== WHAT IS EXPECTED ==
Check each line of the material, and show the ones that include the word "tassel".

== DATASET EXTRACT ==
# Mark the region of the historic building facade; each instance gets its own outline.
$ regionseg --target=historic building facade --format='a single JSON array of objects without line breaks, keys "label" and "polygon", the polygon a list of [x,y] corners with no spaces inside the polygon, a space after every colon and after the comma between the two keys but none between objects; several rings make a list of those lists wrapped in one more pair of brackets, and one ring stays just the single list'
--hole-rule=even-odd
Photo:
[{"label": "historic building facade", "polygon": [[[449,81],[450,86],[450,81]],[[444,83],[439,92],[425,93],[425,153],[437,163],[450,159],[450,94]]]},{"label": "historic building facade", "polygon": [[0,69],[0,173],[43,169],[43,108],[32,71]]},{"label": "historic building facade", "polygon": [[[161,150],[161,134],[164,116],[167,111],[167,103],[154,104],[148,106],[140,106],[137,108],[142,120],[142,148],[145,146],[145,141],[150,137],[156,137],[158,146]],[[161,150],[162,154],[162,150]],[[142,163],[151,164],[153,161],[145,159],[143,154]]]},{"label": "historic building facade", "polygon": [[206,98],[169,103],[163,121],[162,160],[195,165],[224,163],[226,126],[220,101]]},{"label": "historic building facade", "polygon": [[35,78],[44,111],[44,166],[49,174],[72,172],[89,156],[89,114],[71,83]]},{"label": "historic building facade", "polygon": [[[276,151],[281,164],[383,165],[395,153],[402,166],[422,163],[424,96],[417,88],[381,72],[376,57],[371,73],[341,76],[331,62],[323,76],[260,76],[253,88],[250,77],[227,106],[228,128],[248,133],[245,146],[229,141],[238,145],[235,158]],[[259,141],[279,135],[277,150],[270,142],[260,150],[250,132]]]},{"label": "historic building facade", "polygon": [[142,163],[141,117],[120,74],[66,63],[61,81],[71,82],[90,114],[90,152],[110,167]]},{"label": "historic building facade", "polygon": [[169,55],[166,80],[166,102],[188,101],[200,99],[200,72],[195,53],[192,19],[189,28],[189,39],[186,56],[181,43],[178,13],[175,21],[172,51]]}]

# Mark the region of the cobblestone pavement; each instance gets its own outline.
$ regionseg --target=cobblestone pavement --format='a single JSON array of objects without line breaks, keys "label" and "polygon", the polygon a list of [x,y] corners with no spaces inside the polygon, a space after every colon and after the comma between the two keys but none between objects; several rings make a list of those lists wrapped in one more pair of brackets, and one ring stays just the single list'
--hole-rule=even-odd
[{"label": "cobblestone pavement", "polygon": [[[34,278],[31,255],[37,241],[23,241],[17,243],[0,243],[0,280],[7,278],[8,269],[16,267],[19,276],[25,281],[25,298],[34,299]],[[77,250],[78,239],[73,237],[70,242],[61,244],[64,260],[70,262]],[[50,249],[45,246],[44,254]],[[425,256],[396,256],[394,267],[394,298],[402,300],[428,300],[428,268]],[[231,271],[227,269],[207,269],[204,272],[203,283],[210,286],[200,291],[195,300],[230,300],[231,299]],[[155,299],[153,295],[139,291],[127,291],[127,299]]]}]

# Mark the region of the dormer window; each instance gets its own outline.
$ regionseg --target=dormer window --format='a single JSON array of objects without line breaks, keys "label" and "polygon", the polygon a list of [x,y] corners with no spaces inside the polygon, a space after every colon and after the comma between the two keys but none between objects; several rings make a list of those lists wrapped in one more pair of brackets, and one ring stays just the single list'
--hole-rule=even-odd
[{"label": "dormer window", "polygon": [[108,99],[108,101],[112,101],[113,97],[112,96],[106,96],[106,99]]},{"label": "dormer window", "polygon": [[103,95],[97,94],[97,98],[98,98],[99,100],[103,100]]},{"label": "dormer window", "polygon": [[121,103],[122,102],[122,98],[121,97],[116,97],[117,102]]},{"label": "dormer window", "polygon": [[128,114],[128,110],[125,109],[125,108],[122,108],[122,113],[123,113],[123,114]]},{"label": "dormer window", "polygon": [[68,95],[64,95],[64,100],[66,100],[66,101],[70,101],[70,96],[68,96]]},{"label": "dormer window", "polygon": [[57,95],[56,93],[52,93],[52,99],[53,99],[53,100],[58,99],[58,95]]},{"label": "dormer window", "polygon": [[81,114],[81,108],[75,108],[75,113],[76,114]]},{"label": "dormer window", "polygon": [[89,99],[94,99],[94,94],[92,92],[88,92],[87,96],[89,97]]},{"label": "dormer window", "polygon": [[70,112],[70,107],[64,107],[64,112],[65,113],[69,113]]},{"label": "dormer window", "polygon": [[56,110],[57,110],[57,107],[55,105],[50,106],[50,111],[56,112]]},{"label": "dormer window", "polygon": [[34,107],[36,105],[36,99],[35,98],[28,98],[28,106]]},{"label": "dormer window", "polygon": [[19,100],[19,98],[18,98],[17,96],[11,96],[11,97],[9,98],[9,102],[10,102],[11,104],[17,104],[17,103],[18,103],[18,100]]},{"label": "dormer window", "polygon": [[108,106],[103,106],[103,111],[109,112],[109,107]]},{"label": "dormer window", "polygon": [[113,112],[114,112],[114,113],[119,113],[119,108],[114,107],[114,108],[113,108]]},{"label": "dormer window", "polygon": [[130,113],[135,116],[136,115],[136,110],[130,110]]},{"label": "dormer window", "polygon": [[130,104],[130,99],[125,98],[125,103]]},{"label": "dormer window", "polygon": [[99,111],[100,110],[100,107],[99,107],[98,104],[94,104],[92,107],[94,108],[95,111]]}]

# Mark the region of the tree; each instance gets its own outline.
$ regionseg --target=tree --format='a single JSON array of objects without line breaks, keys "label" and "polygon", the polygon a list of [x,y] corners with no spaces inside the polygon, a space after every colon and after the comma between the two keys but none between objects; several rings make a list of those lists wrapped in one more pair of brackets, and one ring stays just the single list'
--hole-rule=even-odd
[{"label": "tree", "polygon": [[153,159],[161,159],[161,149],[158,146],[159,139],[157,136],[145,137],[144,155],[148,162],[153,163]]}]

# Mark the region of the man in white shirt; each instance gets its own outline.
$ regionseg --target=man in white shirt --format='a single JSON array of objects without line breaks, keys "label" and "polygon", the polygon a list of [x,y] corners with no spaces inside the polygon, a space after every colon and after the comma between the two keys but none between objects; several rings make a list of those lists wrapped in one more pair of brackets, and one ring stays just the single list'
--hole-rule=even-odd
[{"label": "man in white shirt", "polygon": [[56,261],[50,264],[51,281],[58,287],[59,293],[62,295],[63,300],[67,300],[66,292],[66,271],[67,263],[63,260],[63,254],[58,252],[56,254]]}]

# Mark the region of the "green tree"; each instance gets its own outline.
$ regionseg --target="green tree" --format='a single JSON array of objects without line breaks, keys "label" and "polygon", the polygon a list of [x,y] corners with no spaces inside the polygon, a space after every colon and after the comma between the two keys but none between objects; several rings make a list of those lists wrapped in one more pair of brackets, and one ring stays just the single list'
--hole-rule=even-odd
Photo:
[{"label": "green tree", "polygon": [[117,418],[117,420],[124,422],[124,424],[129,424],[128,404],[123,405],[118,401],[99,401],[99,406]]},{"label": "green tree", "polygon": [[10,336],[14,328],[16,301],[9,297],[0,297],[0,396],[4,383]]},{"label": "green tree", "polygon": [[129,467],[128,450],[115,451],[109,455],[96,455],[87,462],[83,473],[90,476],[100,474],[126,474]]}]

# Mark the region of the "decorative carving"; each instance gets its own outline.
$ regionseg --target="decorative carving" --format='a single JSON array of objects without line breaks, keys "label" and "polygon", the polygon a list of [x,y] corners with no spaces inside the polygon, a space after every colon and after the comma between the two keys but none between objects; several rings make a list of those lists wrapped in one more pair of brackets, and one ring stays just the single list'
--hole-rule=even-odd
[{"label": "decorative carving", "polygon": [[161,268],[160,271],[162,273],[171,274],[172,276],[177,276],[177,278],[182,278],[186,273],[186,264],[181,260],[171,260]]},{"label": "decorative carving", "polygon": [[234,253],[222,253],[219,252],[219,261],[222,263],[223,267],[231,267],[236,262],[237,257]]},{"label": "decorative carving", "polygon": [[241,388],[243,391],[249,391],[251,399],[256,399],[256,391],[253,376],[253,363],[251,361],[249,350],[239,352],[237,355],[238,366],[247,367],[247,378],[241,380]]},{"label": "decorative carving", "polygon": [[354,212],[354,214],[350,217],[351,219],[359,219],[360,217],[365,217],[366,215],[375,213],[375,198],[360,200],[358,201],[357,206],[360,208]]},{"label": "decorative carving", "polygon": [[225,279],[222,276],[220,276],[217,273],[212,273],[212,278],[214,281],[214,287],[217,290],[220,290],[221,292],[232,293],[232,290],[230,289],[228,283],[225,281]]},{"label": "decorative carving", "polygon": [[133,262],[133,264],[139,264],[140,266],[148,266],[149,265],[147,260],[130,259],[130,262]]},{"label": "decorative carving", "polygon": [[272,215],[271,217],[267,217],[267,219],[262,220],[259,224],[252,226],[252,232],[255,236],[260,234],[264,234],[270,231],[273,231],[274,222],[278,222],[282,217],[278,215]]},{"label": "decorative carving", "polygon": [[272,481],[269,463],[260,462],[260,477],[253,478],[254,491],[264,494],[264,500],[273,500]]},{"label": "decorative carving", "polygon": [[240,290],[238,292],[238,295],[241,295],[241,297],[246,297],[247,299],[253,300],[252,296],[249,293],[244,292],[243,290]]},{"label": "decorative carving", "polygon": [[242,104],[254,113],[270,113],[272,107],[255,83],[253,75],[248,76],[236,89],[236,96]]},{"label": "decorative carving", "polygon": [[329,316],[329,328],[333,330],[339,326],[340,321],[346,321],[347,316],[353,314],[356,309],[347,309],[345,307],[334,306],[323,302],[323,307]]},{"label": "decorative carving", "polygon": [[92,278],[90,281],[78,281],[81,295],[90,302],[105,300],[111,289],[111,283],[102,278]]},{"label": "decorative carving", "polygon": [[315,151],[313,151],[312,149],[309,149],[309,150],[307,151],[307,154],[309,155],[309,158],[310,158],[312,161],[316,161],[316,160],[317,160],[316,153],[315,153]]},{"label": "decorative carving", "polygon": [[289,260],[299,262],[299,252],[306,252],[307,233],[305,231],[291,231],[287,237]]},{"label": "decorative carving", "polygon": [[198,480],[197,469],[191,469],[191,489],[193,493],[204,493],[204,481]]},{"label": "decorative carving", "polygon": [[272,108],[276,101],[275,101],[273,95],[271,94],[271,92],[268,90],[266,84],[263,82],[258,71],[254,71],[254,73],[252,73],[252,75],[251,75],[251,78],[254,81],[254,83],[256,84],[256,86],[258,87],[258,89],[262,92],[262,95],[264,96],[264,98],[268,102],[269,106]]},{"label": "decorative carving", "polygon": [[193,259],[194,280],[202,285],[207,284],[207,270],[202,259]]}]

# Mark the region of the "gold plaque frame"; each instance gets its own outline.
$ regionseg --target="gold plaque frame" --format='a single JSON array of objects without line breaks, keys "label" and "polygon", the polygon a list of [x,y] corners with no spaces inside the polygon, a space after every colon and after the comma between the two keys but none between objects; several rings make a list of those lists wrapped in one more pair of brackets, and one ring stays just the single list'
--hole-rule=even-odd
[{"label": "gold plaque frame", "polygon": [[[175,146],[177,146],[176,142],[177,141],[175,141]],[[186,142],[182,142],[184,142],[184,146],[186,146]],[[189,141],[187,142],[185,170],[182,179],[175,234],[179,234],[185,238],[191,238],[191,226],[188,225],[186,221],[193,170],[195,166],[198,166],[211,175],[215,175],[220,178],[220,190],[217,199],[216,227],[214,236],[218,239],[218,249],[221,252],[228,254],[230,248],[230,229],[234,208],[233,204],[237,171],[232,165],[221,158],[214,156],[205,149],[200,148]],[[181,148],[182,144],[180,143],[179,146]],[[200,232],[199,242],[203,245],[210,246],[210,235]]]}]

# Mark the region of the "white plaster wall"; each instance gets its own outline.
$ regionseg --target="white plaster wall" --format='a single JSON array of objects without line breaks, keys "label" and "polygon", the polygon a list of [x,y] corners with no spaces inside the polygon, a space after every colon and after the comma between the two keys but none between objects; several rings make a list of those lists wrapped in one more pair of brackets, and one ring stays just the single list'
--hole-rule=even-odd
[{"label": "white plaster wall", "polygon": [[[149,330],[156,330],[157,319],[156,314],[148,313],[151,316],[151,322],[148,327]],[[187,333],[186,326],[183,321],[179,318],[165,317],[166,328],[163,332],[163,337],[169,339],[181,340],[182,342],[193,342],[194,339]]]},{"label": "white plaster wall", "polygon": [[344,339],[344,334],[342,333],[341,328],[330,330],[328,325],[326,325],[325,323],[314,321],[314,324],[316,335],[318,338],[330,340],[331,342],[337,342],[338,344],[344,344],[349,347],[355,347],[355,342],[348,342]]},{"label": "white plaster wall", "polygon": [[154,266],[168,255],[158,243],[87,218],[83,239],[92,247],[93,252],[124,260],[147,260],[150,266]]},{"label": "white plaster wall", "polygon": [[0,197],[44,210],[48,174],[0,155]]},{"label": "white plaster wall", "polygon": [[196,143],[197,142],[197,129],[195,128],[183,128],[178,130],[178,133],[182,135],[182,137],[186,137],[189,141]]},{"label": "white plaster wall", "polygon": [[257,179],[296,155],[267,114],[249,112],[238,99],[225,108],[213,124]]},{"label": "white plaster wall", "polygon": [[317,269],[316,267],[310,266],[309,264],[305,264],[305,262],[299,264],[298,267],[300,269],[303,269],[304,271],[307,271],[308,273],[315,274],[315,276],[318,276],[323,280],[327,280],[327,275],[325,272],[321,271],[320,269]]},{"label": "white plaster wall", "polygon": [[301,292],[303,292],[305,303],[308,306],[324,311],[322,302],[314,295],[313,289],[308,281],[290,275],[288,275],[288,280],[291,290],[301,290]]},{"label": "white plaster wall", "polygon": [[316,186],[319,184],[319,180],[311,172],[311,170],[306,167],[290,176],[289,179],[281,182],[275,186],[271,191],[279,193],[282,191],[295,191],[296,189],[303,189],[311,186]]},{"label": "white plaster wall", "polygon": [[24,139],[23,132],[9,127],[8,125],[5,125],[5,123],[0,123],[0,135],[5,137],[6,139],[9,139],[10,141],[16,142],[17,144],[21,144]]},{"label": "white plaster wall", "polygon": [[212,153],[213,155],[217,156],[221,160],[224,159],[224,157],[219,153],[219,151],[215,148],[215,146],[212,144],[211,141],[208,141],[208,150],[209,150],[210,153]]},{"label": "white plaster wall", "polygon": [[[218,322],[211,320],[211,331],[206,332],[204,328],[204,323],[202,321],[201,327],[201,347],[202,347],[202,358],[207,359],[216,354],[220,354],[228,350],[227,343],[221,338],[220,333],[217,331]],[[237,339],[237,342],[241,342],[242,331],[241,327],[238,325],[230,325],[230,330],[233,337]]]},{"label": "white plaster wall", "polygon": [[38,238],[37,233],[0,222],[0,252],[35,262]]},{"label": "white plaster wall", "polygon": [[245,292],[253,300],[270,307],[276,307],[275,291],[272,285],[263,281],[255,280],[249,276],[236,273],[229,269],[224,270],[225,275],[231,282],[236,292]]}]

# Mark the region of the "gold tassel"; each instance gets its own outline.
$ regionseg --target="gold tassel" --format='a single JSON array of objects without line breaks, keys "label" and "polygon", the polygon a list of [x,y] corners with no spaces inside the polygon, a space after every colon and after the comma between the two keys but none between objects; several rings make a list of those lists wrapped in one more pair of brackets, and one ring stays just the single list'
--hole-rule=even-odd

== YOUR RESPONSE ==
# Mark the region of the "gold tassel"; each instance gets its own outline.
$ regionseg --target="gold tassel" --format='a single JSON array of objects without line breaks, keys "label" and "polygon", the polygon a list of [x,y] corners with no spaces inside the polygon, a space after every colon and after the comma between the two keys but none between objects; several rings make a list of those lists wrapped in one more pair of brackets, and one ring stays just the single list'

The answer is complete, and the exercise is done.